> [Requirement] Nothing but the lines from the one containing "instance, sample <point>559,430</point>." through the one containing "[indicate] one point per instance, sample <point>685,3</point>.", both included, should be given again, each exactly as written below.

-- Data extract follows --

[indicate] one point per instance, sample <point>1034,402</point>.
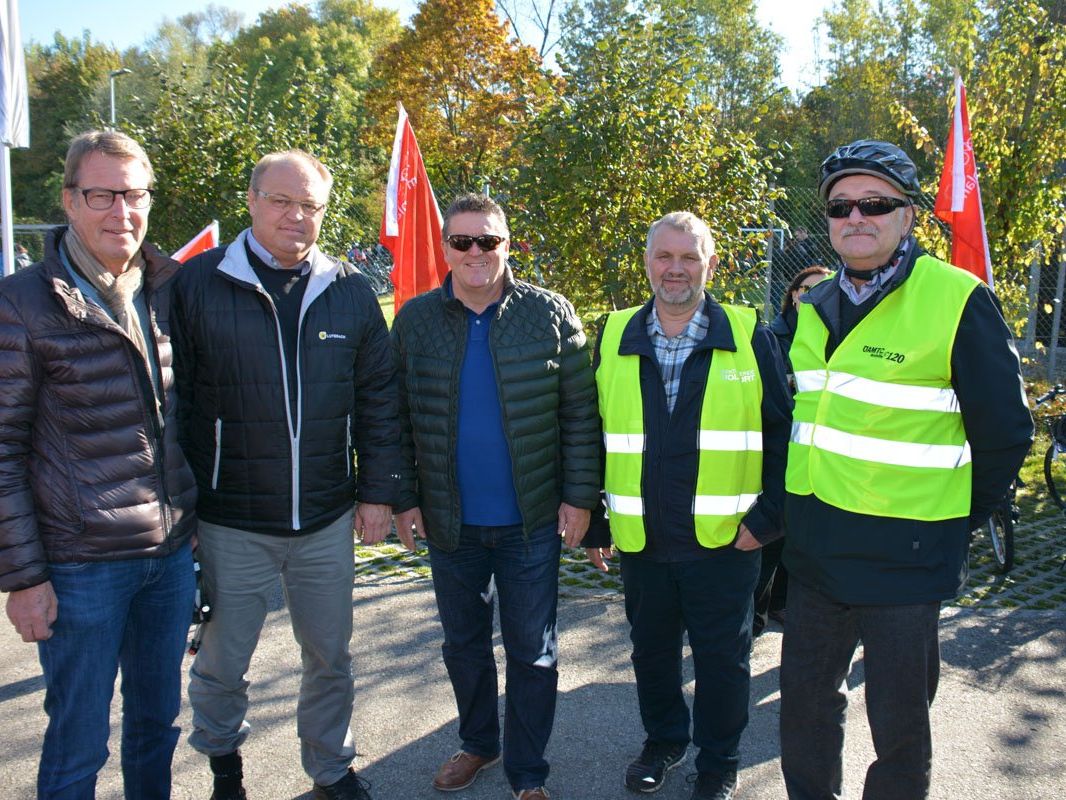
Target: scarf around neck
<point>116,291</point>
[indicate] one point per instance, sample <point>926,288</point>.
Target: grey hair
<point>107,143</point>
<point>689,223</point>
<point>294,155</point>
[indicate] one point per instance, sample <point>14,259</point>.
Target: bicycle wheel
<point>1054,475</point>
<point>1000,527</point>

-- Data extract concluded --
-- Data extract follows --

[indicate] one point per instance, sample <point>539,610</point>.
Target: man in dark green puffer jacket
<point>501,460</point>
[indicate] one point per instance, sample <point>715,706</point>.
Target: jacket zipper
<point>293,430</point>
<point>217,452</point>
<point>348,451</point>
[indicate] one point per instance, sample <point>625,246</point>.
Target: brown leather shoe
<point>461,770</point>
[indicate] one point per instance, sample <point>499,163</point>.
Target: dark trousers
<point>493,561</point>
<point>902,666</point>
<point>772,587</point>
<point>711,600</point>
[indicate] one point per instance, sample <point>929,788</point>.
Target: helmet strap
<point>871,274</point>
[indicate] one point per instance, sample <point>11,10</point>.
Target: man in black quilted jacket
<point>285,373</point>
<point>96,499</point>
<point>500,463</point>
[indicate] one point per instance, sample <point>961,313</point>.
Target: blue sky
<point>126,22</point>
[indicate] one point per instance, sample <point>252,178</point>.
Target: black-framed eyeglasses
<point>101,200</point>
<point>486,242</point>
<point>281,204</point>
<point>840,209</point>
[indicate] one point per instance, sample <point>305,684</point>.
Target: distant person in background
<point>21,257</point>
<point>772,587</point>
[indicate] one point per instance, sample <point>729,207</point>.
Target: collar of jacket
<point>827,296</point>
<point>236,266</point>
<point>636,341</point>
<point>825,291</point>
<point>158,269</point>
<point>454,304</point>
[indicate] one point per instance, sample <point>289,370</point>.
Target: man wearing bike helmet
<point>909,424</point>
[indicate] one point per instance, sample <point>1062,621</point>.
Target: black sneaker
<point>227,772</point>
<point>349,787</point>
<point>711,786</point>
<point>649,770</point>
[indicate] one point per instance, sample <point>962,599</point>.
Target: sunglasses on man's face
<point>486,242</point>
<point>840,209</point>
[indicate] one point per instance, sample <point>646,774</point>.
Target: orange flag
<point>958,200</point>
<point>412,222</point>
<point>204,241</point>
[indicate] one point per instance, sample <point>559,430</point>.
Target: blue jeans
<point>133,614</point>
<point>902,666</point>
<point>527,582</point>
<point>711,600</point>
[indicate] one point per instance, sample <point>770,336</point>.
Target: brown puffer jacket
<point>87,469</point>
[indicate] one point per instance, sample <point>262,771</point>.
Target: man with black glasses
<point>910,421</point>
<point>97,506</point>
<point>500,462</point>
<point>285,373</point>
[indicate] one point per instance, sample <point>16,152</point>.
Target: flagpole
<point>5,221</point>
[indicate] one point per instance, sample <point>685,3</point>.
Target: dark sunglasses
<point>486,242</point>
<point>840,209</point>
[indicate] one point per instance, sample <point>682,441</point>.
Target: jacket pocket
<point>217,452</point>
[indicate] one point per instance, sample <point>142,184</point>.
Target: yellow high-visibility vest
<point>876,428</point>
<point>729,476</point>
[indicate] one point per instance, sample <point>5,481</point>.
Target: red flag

-- Data extract concluded --
-- Data extract follows --

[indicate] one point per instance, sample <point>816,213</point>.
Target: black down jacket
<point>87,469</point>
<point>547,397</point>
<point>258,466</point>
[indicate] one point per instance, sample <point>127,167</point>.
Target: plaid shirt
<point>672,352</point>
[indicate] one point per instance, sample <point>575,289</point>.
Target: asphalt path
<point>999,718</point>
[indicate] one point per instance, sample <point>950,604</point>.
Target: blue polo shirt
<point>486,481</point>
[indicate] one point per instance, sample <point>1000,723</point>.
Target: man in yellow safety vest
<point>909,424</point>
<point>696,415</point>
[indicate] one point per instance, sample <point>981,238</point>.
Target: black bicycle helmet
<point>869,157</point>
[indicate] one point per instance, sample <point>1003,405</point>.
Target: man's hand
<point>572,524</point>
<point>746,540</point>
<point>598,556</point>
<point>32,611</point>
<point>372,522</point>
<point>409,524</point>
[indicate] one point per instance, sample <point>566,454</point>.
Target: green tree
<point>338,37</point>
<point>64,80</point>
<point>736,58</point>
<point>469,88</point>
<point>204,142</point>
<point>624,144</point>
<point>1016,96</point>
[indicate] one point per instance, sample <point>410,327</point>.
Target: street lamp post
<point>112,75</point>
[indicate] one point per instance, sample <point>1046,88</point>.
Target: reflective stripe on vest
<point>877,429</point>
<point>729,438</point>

-- Data extract concluded --

> [Answer to this exercise]
[indicate] one point per instance, sample <point>559,430</point>.
Target: blue jeans
<point>133,614</point>
<point>902,666</point>
<point>527,582</point>
<point>711,600</point>
[indicate] one point per instance, sample <point>770,336</point>.
Target: brown puffer jacket
<point>87,469</point>
[indicate] one point per instance, sample <point>262,771</point>.
Target: man with black glasses
<point>910,421</point>
<point>97,506</point>
<point>500,462</point>
<point>285,373</point>
[indicate] one point per instance, sample <point>16,152</point>.
Target: flagpole
<point>5,221</point>
[indicate] one point per instance, sample <point>685,3</point>.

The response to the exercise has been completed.